Verilen metin ▸

-------

Giyim/Ayakkabı Mağazaları
- #1 Dükkan ilk açıldığı andan itibaren içeri girenler 5–10tane kıyafet alır ve kabine girer. Bir çok kıyafet yere saçılır, düşer. Kabinden saatlerce çıkmazlar.
- #2 Sadece ödeme kasasında ve kabinlerde sıra olur ki gerçek müşteriler ürün satın alamasın.
- #3 Kasada ki sıra, az önce aldığı malı “iade etmek” istediği içindir. İade eder, tekrar başka alır, yine iade eder, yine alır, yine iade eder.. kısır bir döngü
- #4 Eski ayakkabısını kabinde bırakır, yenisini giyer gider ve ödeme yapmaz.
- #5 En pahalı olan ürünü alır(100X) ama etiketini ucuz olan(10X) malın etiketiyle değiştirir, ödeme yapar ve çıkar gider
- #6 Kıyafet bakarlarken, o der “ben buldum”, öteki der “ben buldum bu benim”, kıyafetin başında anlaşamazlar olay çıkar, kıyafet yıpranır/yırtılır, sonra ikiside yere bırakır gider.

-------

İstenen görev ▸ Giyim ve ayakkabı mağazalarıyla ilgili metnin "- #2 Sadece" sözcüklerinden başlayıp "ve ödeme yapmaz." sözcükleri de dahil olmak üzere bunlara kadar uzanan kısmını kelimesi kelimesine aktarın.

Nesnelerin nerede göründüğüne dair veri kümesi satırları
-------

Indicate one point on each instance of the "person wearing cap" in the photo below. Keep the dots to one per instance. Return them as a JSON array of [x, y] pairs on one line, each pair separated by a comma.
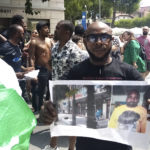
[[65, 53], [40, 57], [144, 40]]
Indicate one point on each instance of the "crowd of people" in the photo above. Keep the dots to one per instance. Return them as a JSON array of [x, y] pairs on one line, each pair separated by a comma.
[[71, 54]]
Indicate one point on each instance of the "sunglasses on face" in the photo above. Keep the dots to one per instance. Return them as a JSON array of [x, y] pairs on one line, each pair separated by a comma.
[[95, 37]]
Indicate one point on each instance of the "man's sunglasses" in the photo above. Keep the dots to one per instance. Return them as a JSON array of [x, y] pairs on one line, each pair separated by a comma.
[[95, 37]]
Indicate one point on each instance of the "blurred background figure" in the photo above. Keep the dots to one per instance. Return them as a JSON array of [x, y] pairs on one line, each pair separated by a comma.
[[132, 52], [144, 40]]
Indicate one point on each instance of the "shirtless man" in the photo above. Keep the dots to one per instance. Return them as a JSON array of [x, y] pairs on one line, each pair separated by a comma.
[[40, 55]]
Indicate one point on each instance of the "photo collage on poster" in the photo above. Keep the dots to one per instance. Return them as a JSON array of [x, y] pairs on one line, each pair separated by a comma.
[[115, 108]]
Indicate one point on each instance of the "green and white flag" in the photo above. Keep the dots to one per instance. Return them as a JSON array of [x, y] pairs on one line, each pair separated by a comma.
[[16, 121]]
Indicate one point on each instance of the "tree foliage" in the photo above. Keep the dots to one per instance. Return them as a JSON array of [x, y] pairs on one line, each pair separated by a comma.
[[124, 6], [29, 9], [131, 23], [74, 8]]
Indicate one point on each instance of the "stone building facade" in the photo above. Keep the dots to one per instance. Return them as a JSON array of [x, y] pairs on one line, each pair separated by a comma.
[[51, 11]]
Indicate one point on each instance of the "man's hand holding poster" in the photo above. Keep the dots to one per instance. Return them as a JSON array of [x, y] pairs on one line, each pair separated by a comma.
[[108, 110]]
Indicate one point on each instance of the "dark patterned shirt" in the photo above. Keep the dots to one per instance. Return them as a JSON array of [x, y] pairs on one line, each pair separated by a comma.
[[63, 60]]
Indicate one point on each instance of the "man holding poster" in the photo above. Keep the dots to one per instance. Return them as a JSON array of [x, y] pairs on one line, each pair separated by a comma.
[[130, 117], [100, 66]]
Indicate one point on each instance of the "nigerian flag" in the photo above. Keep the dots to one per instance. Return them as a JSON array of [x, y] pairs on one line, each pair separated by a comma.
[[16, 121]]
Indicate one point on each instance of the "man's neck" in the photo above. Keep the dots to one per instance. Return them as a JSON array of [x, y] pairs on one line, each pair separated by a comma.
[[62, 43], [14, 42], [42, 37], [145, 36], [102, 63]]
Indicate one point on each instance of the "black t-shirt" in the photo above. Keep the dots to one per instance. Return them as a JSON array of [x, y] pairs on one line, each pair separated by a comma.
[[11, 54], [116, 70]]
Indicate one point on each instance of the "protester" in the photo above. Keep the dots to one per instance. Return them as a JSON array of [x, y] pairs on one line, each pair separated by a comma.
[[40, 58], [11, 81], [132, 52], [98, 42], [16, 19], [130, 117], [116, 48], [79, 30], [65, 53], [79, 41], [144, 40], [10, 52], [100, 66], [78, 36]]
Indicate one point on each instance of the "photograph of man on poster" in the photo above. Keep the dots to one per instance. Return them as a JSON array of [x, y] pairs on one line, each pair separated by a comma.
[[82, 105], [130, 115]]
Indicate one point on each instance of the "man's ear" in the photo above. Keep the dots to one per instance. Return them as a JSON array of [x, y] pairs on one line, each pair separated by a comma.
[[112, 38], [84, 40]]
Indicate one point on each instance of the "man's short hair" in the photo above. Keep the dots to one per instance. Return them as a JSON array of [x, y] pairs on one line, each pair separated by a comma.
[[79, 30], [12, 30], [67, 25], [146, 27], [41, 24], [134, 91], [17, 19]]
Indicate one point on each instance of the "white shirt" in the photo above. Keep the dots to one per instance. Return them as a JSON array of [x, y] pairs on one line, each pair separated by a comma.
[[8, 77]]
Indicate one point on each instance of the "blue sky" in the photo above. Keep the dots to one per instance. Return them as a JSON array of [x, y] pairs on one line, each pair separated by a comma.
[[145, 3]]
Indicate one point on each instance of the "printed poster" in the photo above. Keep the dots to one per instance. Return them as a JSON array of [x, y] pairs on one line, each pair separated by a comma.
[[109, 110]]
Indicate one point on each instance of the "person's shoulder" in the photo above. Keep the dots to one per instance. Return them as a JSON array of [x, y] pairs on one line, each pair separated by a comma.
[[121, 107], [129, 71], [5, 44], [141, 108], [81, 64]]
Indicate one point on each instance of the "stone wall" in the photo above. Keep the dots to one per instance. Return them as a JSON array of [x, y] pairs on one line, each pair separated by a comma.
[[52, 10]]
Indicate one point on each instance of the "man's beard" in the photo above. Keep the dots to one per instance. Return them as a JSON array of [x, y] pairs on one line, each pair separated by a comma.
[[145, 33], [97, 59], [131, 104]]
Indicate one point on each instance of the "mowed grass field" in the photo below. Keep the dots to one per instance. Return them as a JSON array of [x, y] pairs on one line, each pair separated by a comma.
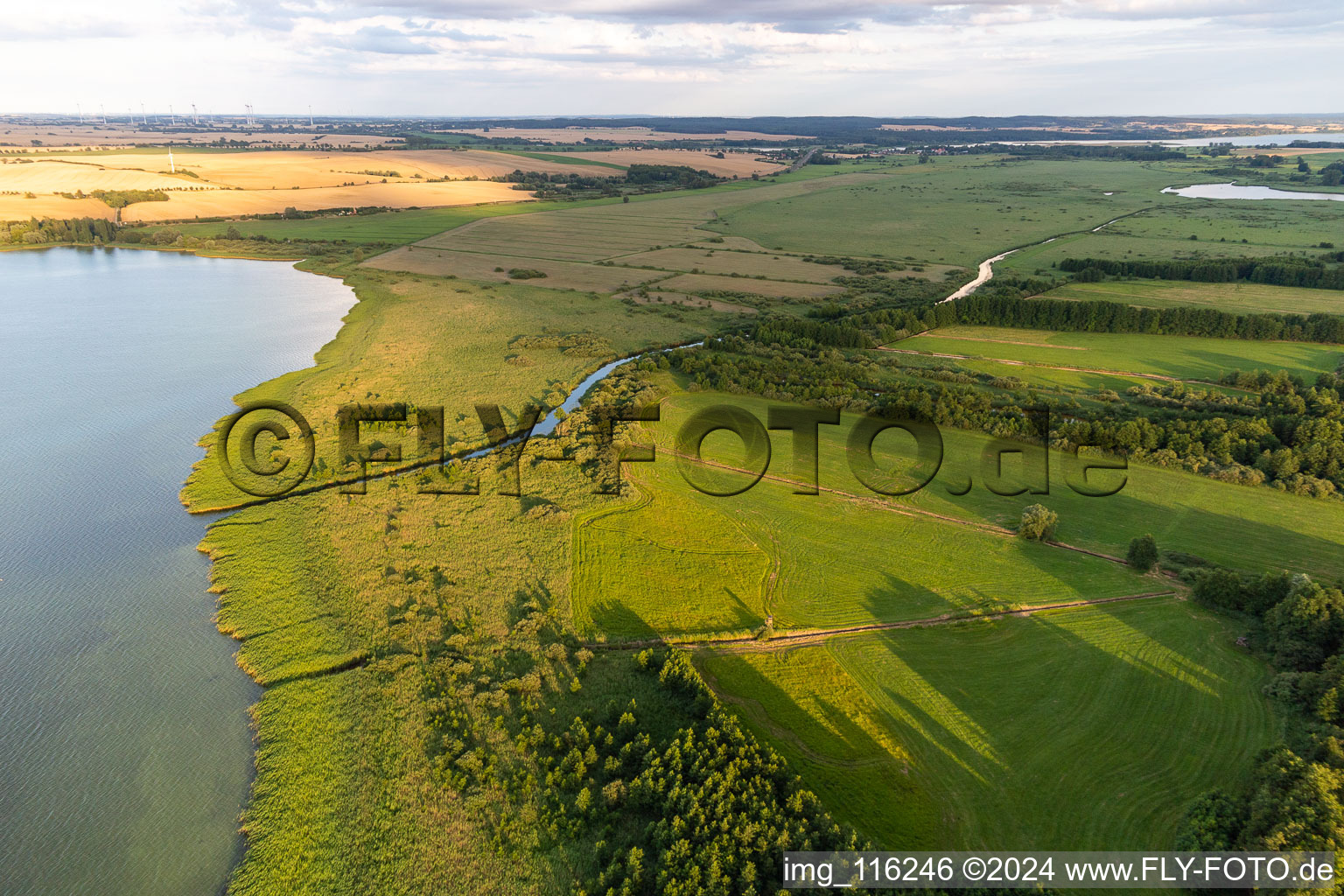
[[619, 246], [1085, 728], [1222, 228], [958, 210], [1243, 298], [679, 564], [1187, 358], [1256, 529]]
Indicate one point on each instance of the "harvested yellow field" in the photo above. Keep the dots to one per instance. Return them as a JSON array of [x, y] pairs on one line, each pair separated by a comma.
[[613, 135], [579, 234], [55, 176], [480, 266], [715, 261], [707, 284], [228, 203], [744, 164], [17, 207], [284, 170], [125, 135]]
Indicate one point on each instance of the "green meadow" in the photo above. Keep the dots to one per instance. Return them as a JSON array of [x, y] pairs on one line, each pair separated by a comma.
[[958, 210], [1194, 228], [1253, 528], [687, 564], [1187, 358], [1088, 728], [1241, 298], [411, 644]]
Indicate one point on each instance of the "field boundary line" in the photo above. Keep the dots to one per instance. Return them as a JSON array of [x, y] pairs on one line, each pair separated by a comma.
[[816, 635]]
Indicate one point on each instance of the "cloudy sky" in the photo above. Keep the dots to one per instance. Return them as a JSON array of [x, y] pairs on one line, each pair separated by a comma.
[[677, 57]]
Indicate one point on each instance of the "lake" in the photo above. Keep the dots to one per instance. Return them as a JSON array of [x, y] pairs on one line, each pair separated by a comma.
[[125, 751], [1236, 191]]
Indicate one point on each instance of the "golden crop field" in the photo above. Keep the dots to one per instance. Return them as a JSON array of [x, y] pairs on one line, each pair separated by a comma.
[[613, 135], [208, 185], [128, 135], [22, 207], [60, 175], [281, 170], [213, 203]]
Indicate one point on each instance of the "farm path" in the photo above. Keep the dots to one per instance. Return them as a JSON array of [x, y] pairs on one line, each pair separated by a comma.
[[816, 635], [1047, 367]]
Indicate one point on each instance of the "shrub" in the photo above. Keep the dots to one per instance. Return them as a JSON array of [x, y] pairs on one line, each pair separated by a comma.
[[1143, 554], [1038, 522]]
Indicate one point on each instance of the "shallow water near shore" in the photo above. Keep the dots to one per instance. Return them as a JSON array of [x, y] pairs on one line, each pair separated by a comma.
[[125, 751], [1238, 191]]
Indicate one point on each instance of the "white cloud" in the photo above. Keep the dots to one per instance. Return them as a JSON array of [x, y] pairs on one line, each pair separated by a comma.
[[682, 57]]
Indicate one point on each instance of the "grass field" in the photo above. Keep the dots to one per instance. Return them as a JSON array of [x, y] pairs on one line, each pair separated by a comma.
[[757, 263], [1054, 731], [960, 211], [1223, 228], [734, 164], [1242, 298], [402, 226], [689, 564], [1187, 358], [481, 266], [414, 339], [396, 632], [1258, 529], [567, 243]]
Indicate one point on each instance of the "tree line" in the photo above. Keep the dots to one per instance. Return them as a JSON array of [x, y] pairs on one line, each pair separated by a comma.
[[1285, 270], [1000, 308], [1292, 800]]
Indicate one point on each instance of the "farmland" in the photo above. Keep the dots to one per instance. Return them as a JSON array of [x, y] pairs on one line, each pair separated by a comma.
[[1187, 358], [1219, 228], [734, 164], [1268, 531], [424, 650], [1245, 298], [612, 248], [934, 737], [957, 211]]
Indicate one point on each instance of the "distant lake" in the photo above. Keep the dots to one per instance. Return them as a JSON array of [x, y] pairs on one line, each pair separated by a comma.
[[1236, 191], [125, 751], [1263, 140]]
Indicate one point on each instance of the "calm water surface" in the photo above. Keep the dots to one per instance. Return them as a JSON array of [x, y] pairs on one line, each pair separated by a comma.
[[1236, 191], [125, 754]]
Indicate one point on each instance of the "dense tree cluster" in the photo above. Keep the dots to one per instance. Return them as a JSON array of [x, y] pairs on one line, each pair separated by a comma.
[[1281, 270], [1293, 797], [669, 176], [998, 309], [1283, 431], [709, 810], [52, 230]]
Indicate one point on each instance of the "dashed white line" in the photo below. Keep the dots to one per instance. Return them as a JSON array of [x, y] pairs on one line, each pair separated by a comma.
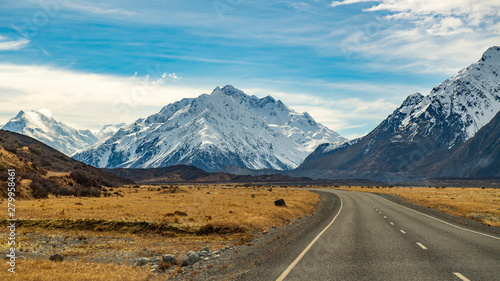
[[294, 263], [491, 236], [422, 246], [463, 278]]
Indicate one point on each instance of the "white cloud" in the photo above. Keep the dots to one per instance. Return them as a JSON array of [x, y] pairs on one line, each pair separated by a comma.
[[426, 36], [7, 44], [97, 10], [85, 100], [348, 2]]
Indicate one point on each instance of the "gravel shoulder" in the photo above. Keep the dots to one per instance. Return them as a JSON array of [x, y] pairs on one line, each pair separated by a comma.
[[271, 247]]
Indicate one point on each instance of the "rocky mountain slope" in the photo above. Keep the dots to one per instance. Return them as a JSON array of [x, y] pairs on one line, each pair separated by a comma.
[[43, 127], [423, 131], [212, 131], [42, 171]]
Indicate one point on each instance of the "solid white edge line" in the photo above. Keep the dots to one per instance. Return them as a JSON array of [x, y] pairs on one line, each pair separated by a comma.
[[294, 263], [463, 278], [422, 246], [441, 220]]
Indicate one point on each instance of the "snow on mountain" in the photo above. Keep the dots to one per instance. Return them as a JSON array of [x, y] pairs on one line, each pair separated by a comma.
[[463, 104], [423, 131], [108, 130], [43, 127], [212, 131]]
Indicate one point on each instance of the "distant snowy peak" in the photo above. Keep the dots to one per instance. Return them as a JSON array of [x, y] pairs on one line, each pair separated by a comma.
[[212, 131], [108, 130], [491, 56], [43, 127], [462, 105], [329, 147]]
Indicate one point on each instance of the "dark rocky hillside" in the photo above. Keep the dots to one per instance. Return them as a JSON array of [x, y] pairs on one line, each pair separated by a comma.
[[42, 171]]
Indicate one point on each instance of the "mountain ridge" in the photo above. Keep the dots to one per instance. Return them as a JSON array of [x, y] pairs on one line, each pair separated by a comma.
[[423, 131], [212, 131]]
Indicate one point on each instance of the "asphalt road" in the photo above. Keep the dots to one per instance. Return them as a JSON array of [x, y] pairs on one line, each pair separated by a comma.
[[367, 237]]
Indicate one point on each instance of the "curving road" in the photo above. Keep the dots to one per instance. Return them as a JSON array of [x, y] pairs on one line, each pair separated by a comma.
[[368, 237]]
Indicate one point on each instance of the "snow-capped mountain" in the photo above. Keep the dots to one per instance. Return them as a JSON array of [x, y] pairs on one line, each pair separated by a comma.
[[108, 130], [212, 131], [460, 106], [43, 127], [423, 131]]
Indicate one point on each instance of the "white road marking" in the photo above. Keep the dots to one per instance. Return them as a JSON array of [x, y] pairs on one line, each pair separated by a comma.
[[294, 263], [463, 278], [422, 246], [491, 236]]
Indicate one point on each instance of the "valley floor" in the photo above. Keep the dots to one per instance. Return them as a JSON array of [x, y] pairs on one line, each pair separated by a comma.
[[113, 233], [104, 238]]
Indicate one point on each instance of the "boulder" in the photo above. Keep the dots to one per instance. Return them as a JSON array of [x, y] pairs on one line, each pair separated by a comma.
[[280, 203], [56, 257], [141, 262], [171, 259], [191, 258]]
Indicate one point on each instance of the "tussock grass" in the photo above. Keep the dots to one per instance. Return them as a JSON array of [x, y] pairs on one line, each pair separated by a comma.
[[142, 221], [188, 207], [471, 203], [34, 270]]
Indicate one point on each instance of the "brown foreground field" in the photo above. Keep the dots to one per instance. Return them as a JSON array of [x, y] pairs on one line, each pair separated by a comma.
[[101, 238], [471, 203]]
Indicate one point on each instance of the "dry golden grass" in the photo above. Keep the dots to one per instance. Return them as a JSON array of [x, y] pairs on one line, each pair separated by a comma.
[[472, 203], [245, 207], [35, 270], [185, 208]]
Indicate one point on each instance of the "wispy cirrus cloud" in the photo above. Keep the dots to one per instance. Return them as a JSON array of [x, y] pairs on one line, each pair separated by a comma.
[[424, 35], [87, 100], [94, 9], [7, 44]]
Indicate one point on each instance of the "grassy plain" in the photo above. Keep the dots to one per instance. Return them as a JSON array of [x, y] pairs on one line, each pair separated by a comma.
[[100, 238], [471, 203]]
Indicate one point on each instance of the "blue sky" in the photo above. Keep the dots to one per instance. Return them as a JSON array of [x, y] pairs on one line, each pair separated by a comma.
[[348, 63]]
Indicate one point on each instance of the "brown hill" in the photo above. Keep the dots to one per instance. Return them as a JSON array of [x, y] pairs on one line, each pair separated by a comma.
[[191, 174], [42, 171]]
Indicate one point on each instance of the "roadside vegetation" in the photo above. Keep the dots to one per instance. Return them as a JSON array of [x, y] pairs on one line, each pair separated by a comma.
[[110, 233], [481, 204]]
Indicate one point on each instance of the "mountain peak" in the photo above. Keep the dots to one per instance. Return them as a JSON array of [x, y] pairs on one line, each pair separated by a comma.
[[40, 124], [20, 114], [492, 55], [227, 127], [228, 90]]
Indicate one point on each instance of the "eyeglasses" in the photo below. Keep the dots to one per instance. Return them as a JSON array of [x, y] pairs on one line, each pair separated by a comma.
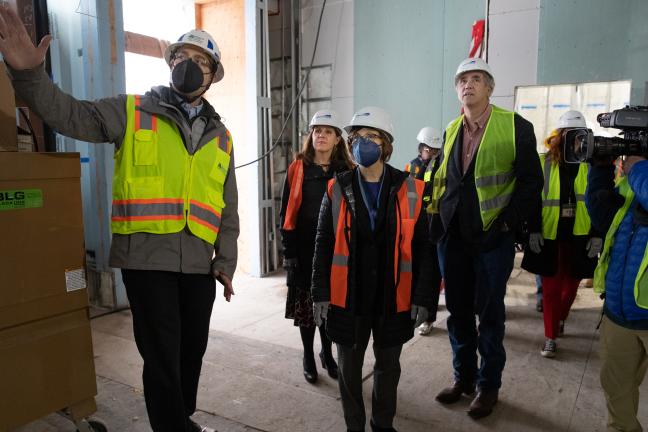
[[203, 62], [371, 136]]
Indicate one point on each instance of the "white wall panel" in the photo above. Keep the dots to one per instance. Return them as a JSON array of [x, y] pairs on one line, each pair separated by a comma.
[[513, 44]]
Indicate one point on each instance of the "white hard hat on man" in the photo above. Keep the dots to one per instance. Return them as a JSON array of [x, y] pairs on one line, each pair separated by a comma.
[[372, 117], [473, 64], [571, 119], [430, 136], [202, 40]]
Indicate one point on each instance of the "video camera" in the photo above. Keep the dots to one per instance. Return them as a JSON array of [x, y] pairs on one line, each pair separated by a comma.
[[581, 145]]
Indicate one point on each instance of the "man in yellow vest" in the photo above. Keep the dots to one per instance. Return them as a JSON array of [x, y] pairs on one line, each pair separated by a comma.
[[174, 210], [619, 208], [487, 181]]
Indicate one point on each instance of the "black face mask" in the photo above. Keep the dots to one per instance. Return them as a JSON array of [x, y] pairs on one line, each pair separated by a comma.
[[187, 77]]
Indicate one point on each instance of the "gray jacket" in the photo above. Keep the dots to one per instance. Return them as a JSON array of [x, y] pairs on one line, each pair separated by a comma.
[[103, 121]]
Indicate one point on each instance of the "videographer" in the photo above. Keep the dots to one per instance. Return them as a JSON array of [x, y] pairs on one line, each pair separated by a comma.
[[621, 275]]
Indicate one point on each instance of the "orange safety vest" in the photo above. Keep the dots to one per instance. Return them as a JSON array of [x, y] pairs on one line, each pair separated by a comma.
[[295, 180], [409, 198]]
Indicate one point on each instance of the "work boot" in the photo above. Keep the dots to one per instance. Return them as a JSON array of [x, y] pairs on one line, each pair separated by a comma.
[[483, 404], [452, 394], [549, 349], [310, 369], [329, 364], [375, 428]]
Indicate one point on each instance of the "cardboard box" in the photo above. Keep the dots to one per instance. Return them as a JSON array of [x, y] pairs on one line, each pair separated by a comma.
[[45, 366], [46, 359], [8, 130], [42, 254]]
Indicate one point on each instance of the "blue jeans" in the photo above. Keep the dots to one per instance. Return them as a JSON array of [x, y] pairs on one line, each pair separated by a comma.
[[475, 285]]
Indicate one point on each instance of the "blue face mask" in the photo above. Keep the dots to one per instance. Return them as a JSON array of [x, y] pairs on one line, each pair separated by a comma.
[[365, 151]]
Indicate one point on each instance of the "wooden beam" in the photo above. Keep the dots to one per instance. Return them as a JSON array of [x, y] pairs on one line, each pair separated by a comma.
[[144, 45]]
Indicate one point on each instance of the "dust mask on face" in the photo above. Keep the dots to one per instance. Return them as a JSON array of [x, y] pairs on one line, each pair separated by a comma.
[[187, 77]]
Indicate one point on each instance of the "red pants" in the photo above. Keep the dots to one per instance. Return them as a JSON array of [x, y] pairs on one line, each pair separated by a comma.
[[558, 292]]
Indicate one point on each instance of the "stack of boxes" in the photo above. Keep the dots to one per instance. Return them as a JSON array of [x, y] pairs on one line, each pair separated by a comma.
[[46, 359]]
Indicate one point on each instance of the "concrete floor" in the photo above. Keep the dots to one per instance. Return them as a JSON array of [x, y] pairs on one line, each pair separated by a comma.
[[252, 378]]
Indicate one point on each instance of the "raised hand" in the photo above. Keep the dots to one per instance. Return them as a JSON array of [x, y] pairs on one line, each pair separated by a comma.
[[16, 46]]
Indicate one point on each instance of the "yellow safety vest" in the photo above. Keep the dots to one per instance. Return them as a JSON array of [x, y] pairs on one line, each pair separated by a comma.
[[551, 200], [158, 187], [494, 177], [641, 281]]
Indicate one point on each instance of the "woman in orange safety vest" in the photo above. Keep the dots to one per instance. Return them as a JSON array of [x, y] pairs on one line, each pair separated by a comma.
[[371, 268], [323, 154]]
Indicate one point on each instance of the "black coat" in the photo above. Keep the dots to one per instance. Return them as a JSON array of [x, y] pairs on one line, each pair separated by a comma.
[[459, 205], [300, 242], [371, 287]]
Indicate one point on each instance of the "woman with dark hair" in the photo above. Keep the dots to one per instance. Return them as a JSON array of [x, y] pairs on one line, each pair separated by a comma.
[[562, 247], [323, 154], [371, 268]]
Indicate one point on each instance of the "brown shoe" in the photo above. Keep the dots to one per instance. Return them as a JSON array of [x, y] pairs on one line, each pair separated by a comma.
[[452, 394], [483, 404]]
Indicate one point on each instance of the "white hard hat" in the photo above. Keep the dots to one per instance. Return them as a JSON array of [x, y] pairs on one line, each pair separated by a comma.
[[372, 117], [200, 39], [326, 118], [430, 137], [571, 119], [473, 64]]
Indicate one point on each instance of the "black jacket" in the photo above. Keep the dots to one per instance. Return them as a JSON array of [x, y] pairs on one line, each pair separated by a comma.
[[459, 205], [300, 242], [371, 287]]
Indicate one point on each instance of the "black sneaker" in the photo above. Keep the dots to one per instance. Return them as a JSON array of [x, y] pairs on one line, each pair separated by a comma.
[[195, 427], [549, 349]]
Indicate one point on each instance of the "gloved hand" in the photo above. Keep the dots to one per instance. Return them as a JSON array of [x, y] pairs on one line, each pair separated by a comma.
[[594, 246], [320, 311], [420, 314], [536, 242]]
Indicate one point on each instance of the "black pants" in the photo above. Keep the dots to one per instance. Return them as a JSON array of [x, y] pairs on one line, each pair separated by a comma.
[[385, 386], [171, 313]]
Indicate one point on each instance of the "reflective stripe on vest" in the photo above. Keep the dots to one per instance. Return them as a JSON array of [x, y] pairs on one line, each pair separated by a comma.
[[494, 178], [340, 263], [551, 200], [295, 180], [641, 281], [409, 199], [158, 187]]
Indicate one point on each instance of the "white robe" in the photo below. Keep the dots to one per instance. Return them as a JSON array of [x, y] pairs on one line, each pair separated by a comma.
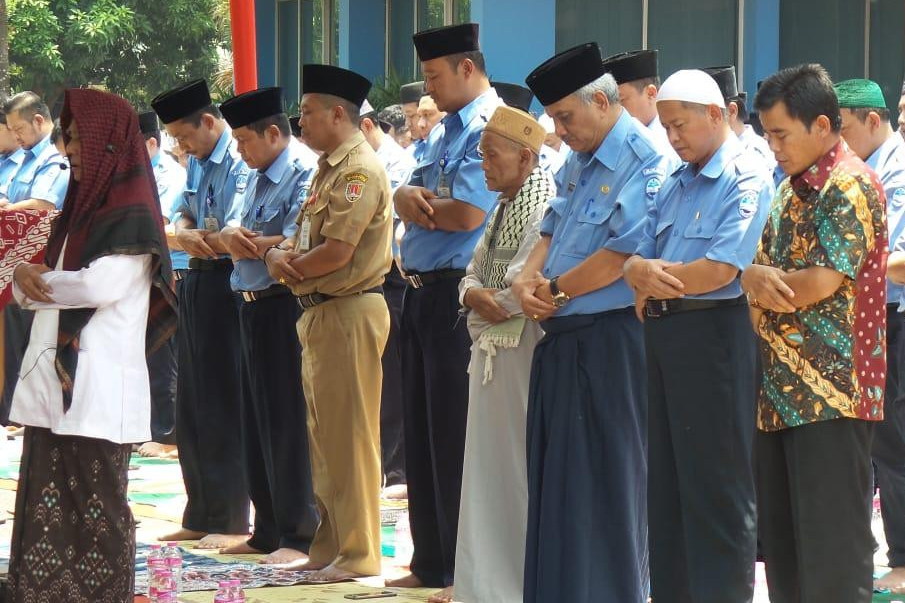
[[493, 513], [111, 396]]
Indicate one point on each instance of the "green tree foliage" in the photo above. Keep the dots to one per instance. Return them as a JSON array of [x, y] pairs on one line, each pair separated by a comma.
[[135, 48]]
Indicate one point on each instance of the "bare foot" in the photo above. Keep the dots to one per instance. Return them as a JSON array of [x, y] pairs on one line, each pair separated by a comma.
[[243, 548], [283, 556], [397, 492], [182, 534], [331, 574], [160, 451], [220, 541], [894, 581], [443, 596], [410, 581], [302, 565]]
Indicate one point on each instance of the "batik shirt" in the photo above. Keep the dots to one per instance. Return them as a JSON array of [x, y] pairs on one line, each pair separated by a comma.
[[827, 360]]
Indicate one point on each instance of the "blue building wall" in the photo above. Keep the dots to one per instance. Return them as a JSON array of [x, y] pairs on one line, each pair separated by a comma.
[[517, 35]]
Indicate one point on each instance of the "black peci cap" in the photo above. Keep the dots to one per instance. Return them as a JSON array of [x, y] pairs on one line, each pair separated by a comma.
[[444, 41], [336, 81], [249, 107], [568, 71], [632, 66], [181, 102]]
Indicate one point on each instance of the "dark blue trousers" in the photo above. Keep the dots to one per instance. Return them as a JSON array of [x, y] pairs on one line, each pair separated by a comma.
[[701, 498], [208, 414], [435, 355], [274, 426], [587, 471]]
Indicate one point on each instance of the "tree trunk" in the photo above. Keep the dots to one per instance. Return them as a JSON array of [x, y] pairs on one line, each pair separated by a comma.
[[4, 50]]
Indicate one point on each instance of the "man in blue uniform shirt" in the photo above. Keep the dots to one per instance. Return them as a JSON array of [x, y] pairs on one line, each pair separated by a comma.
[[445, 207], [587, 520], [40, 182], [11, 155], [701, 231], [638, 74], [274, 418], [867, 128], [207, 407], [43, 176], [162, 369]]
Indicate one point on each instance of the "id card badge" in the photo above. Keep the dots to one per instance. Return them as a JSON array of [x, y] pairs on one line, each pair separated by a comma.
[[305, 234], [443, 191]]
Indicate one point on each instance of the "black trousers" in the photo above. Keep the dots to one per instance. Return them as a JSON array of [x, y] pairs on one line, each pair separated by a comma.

-------

Doğru cevap ▸
- #2 Sadece ödeme kasasında ve kabinlerde sıra olur ki gerçek müşteriler ürün satın alamasın.
- #3 Kasada ki sıra, az önce aldığı malı “iade etmek” istediği içindir. İade eder, tekrar başka alır, yine iade eder, yine alır, yine iade eder.. kısır bir döngü
- #4 Eski ayakkabısını kabinde bırakır, yenisini giyer gider ve ödeme yapmaz.